#### [What the exercise asks]
Write out each record exactly as given, but do not include the pictures.

#### [Supplied records]
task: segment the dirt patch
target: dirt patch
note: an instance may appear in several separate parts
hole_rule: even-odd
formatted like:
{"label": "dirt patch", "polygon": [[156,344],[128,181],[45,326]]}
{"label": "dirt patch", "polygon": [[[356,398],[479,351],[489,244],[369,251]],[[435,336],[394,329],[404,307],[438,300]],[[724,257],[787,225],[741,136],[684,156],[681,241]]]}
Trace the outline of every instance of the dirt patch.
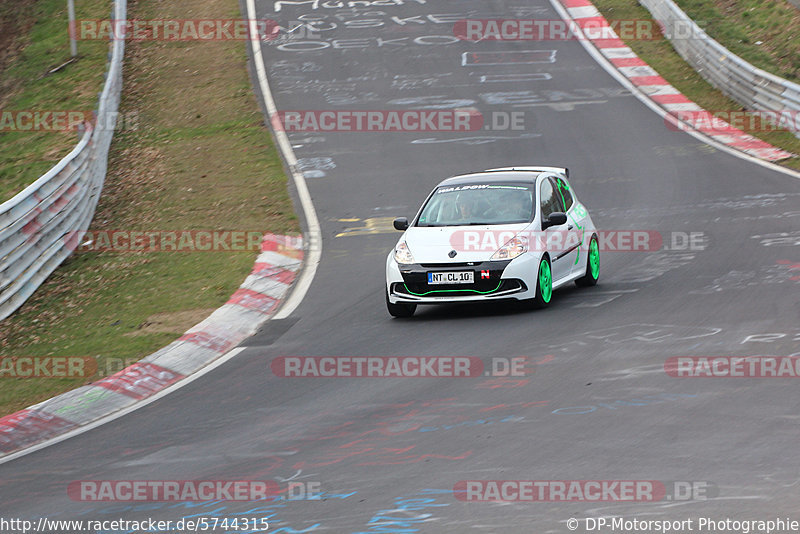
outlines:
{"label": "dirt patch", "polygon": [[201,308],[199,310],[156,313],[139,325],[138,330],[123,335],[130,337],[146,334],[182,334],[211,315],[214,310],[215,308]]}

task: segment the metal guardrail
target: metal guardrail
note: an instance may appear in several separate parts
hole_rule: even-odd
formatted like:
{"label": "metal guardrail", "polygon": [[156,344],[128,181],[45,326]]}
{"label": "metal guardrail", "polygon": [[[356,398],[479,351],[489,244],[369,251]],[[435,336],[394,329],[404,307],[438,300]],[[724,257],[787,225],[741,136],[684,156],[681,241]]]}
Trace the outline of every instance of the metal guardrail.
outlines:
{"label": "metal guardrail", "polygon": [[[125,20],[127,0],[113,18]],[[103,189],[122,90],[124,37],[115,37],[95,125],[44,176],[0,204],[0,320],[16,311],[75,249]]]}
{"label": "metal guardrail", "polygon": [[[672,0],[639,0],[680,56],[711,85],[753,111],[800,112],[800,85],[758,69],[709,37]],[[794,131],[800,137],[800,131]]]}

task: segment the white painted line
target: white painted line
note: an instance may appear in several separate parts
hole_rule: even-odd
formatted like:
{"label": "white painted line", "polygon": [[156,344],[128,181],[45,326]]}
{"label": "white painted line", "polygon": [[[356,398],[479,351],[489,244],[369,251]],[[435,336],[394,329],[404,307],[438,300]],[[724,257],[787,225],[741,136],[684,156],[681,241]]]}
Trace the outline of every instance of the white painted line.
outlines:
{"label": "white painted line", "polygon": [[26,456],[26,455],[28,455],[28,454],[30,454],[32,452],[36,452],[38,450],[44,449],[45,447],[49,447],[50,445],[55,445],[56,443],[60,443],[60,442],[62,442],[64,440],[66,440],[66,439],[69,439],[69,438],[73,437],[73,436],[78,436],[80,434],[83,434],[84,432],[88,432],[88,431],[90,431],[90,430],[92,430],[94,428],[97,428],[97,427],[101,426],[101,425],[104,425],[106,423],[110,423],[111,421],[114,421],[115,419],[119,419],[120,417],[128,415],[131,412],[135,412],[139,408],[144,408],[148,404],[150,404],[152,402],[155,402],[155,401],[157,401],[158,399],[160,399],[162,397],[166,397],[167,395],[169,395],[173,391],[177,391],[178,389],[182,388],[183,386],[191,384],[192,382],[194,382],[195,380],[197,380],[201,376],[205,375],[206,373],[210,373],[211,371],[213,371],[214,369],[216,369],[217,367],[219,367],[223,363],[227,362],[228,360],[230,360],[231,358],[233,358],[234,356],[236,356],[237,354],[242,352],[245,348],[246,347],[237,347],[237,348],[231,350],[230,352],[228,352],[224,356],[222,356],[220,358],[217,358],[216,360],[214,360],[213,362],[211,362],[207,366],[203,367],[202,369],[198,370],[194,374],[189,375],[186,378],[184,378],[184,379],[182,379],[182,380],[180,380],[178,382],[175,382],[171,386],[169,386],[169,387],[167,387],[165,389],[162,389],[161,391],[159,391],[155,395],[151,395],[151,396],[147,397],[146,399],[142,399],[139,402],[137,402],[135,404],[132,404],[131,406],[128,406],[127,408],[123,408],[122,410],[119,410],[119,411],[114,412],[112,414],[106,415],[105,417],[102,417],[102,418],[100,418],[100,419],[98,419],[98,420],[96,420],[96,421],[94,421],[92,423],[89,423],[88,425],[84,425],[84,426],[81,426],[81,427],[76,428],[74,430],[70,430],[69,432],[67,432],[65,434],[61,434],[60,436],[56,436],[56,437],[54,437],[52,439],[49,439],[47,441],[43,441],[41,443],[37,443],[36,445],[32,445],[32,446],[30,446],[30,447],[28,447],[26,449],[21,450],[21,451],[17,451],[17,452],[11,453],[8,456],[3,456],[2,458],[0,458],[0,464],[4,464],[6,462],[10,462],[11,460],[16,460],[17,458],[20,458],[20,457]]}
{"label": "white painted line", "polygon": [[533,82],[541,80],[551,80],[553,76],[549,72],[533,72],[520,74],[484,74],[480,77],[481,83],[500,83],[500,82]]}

#### [Result]
task: segment the dirt patch
target: dirt patch
note: an instance may appear in several separate parts
hole_rule: even-odd
formatted like:
{"label": "dirt patch", "polygon": [[156,344],[128,181],[45,326]]}
{"label": "dirt patch", "polygon": [[[356,398],[479,351],[489,244],[369,251]],[[435,336],[394,329],[404,307],[438,300]],[[724,257],[787,225],[741,136],[684,156],[681,241]]]}
Trace the outline of every instance of the dirt patch.
outlines:
{"label": "dirt patch", "polygon": [[201,308],[199,310],[156,313],[139,325],[138,330],[123,335],[130,337],[146,334],[182,334],[211,315],[214,310],[215,308]]}

task: segment the metal guardrail
target: metal guardrail
note: an instance may appear in several separate parts
hole_rule: even-odd
formatted like:
{"label": "metal guardrail", "polygon": [[156,344],[128,181],[45,326]]}
{"label": "metal guardrail", "polygon": [[[356,398],[479,351],[489,244],[369,251]],[[435,336],[394,329],[404,307],[438,300]],[[724,257],[787,225],[741,136],[684,156],[681,241]]]}
Trace the outline of every instance of the metal guardrail.
outlines:
{"label": "metal guardrail", "polygon": [[[125,20],[127,0],[113,18]],[[103,189],[122,90],[124,37],[115,37],[95,125],[44,176],[0,204],[0,320],[16,311],[75,249]]]}
{"label": "metal guardrail", "polygon": [[[672,0],[639,0],[680,56],[711,85],[753,111],[800,112],[800,85],[758,69],[709,37]],[[794,131],[800,137],[800,131]]]}

task: segment the white painted line
target: white painted line
note: an instance may appear in several separate parts
hole_rule: even-odd
formatted like:
{"label": "white painted line", "polygon": [[156,344],[128,181],[45,326]]}
{"label": "white painted line", "polygon": [[[356,398],[479,351],[489,244],[369,251]],[[435,336],[394,329],[404,307],[438,300]],[[724,257],[787,225],[741,136],[684,156],[681,241]]]}
Trace the outline of every instance of the white painted line.
outlines:
{"label": "white painted line", "polygon": [[26,456],[26,455],[28,455],[28,454],[30,454],[32,452],[36,452],[38,450],[44,449],[45,447],[49,447],[50,445],[55,445],[56,443],[60,443],[60,442],[62,442],[64,440],[66,440],[66,439],[69,439],[69,438],[73,437],[73,436],[78,436],[80,434],[83,434],[84,432],[88,432],[88,431],[90,431],[90,430],[92,430],[94,428],[97,428],[97,427],[101,426],[101,425],[104,425],[106,423],[110,423],[111,421],[114,421],[115,419],[119,419],[120,417],[128,415],[131,412],[135,412],[139,408],[144,408],[148,404],[150,404],[152,402],[155,402],[155,401],[157,401],[158,399],[160,399],[162,397],[166,397],[167,395],[169,395],[173,391],[177,391],[178,389],[182,388],[183,386],[191,384],[192,382],[194,382],[195,380],[197,380],[201,376],[205,375],[206,373],[210,373],[211,371],[213,371],[214,369],[216,369],[217,367],[219,367],[223,363],[227,362],[228,360],[230,360],[231,358],[233,358],[234,356],[236,356],[237,354],[242,352],[245,348],[246,347],[237,347],[237,348],[231,350],[230,352],[228,352],[224,356],[222,356],[220,358],[217,358],[216,360],[214,360],[213,362],[211,362],[207,366],[203,367],[202,369],[198,370],[194,374],[189,375],[186,378],[184,378],[184,379],[182,379],[182,380],[180,380],[178,382],[175,382],[171,386],[169,386],[169,387],[167,387],[165,389],[162,389],[161,391],[159,391],[155,395],[151,395],[151,396],[147,397],[146,399],[142,399],[139,402],[137,402],[135,404],[132,404],[131,406],[128,406],[127,408],[123,408],[122,410],[119,410],[119,411],[114,412],[112,414],[106,415],[105,417],[102,417],[102,418],[100,418],[100,419],[98,419],[98,420],[96,420],[96,421],[94,421],[92,423],[89,423],[88,425],[84,425],[84,426],[81,426],[81,427],[76,428],[74,430],[70,430],[69,432],[67,432],[65,434],[61,434],[60,436],[56,436],[56,437],[54,437],[52,439],[49,439],[47,441],[43,441],[41,443],[37,443],[36,445],[32,445],[32,446],[30,446],[30,447],[28,447],[26,449],[21,450],[21,451],[17,451],[17,452],[11,453],[8,456],[3,456],[2,458],[0,458],[0,464],[4,464],[6,462],[10,462],[11,460],[16,460],[17,458],[20,458],[20,457]]}
{"label": "white painted line", "polygon": [[533,82],[541,80],[551,80],[553,76],[549,72],[533,72],[520,74],[484,74],[480,77],[481,83],[500,83],[500,82]]}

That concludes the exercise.